─── Selected text ───

# Best way to manage a huge ebook collection?



## Ian Marks (Jan 22, 2012)

I only discovered the Kindle universe late last year when someone suggested I look into publishing some of my fiction in the Kindle marketplace. I soon discovered that Amazon offers a free reading app for the PC (and Mac, and Android, and iPhone, etc.), and then started taking advantage of all the free books that are available every day. Even though I had yet to buy an actual Kindle, I started hoarding downloading free books each morning and reading them each night on my computer. What a great deal!

I've accumulated a huge collection of ebooks - some of which I actually bought - and now I'm just about ready to buy my first Kindle. I'm more interested in long battery life than a color display or the ability to surf the web, so it won't be a Fire. I just want to read books.

So what would be the ideal way to manage a really large collection of Kindle books? Does anyone make some kind of wireless, stand-alone storage device that can hold my entire collection (which will doubtless continue to grow) and can communicate wirelessly with a Kindle? And is there a particular Kindle model I should buy to make this happen?

Thanks in advance for your replies.


----------



## NightGoat (Feb 2, 2011)

Well, if you're getting a Kindle all of your Amazon books are going to be available to the device from Amazon's cloud. You can even email books/documents to your device through Amazon.

The only time I've used a wirelessly accessible device was to use Calibre (installed on a PC) as an ebook server to get books onto my iPad or Android tablet. So, for Kindle and Kindle purchased or freebies, no extra device is required.


----------



## chilady1 (Jun 9, 2009)

One word - CALIBRE.  It has made managing my very large book collection easier.


----------



## Ann in Arlington (Oct 27, 2008)

I find the tools on Amazon to be sufficient for me.

There's MYK. . .you can search and see what you have, delete books you no longer want or send them to different devices.

Then there's "your collection" which actually has ALL media you've purchased from Amazon. . .you can limit it to just ebooks if you wish. It's the easiest way to see at a glance when you purchased things; you can order from earliest to latest and vice versa.  And put in ratings for your own information.  If you use the 'rate and share' feature at the end of a book -- available on newer Kindle models -- those ratings will be logged in "your collection" if you have it set to do so.  

At the top of that page is a link to "kindle.amazon.com" which links to 'your media library' which allows some further sorting.

They're slowly improving things so these databases are all working together better and better.  It's enough for me.  I don't see a need to export anything to a third party application.

Oh, I should say, though, that Shelfari, an online book community, also allows full importation of Amazon content and it has a few more features that many find useful.  Kinda like Goodreads, as I understand it.  I'm a 'member', but don't really use it, though, so you'd probably get better intel from someone else.

─── Data ───

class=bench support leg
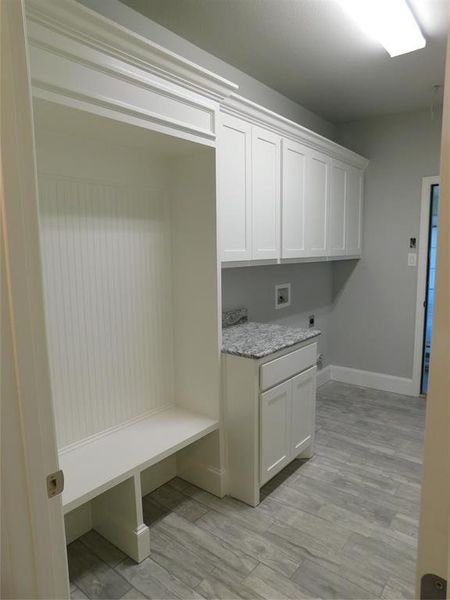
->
[92,474,150,562]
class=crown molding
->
[220,93,369,169]
[25,0,238,102]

───

■ **Exercises**
a) In the forum thread on managing an ebook collection, which Kindle model does the person who started the thread rule out buying?
b) Retype the forum thread on managing an ebook collection word for word, from "I find the tools" down to "set to do so.".

■ **Expected responses**
a) The Fire.

b)
I find the tools on Amazon to be sufficient for me.

There's MYK. . .you can search and see what you have, delete books you no longer want or send them to different devices.

Then there's "your collection" which actually has ALL media you've purchased from Amazon. . .you can limit it to just ebooks if you wish. It's the easiest way to see at a glance when you purchased things; you can order from earliest to latest and vice versa.  And put in ratings for your own information.  If you use the 'rate and share' feature at the end of a book -- available on newer Kindle models -- those ratings will be logged in "your collection" if you have it set to do so.